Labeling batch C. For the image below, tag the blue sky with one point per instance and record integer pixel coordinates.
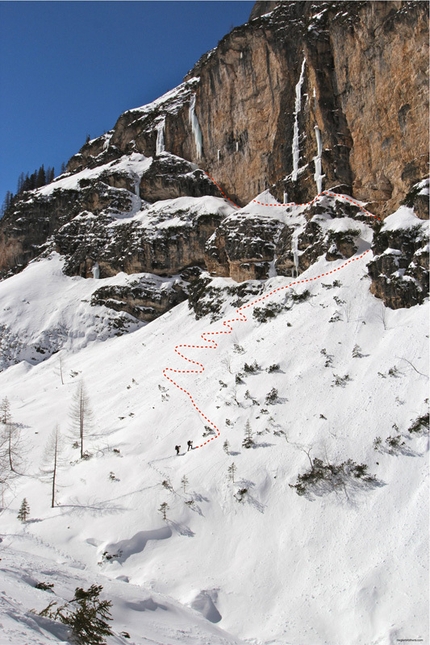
(69, 69)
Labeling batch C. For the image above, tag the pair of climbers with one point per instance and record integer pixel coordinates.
(189, 444)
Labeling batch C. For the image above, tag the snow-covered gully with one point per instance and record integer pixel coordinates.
(211, 344)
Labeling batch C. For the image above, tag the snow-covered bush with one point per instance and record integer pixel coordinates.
(324, 478)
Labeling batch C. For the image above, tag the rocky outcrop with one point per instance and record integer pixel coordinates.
(400, 268)
(319, 95)
(144, 298)
(242, 247)
(306, 96)
(169, 177)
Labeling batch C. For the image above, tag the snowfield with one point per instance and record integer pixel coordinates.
(243, 561)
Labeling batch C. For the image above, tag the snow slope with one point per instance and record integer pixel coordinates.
(338, 566)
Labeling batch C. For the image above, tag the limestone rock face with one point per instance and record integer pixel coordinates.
(143, 298)
(400, 269)
(242, 247)
(319, 95)
(305, 97)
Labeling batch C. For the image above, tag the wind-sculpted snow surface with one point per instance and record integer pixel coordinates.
(211, 344)
(315, 367)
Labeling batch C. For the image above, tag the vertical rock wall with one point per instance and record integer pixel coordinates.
(365, 93)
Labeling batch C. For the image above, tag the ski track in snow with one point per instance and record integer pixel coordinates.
(241, 317)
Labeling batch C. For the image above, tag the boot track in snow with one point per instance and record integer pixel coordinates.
(241, 317)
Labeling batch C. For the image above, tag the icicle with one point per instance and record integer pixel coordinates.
(159, 146)
(295, 249)
(195, 127)
(295, 150)
(318, 176)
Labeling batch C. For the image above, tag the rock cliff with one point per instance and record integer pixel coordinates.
(305, 97)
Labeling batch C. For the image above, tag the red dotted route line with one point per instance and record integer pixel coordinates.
(212, 344)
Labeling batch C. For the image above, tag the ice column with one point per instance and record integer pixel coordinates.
(159, 145)
(195, 127)
(297, 108)
(295, 249)
(318, 176)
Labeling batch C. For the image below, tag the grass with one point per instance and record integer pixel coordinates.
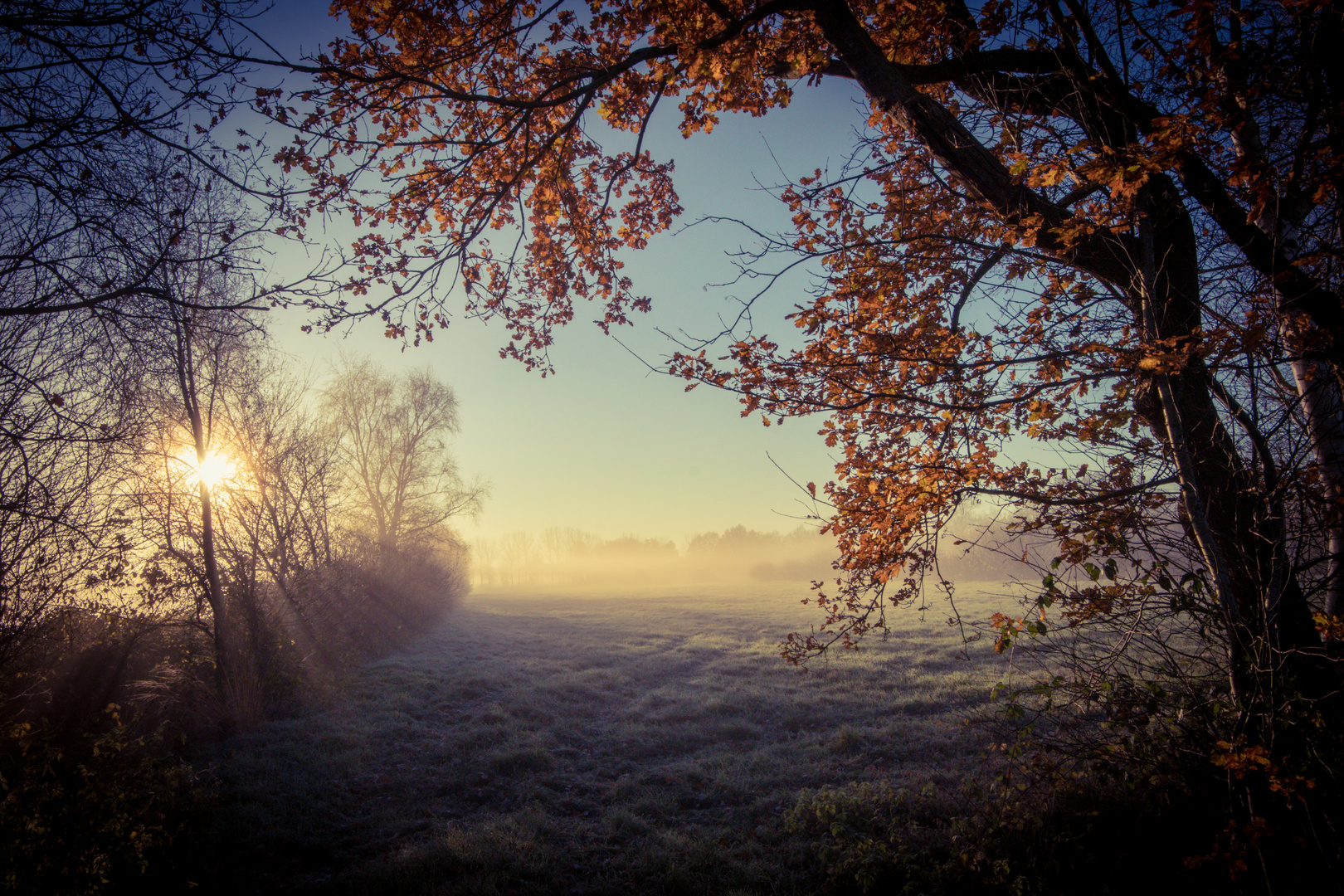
(587, 742)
************
» **CHALLENGE**
Arrange every one of the lines above as a numbered list, leaving out any blank lines. Omit the pictures from the output.

» **ANSWER TO THIS PROBLEM**
1. Labeling batch C. For the image below, tag the blue sky with one point per instance and record integer pixel coordinates.
2. (69, 69)
3. Labeling batch C. For the image above, tag the pair of climbers with one point per instance and record integer pixel coordinates.
4. (189, 444)
5. Labeling batch C. For the image above, tag the snow-covered gully with one point per instance and record integer pixel coordinates.
6. (211, 344)
7. Labeling batch C. For the image above, tag the snow-covered bush with one point per instance and record integer pixel coordinates.
8. (324, 478)
9. Labeling batch C. For the image above, tag the rocky outcrop with one point per instance and record integer pixel coordinates.
10. (400, 268)
11. (319, 95)
12. (144, 298)
13. (242, 247)
14. (306, 96)
15. (169, 177)
16. Labeling batch C. For the image above, tag the snowfield with one point per instance and record integer pixel coordinates.
17. (243, 561)
18. Labeling batch C. For the image above, tag the snow slope with one point per instance and record integer pixel coordinates.
19. (338, 566)
20. Labeling batch C. For the image above, tag the limestone rock face with one point per instance and record integer pixel coordinates.
21. (143, 298)
22. (400, 269)
23. (242, 247)
24. (319, 95)
25. (305, 97)
26. Labeling batch C. For the image above, tag the wind-sculpted snow surface with one point per instance and record integer pixel coordinates.
27. (211, 344)
28. (315, 367)
29. Labeling batch C. For the image above, tag the vertical rock wall with one point per instance and record integer pixel coordinates.
30. (365, 93)
31. Labeling batch C. For the image above, tag the ski track in snow with one point per instance and record integer pixel coordinates.
32. (241, 317)
33. Labeling batch C. For the image above, tag the boot track in snow with one point per instance and record integer pixel coordinates.
34. (241, 317)
35. Labeling batch C. For the image above, tag the icicle with one point per instance and record integer pixel coordinates.
36. (159, 146)
37. (295, 249)
38. (195, 127)
39. (295, 150)
40. (318, 176)
41. Labeling batch C. For the image above, tag the rock cliff with one point per instance and record integer pixel coordinates.
42. (305, 97)
43. Labeling batch C. For the image above, tag the red dotted route line with one point per instance and record integer pixel coordinates.
44. (212, 344)
45. Labeling batch C. For the image above, tag the ice column with one point per instance and record integer pixel coordinates.
46. (159, 145)
47. (195, 127)
48. (297, 108)
49. (295, 249)
50. (318, 176)
51. Labeling batch C. For the image below, tag the grass with one point per instance and record integer pixel coordinates.
52. (587, 742)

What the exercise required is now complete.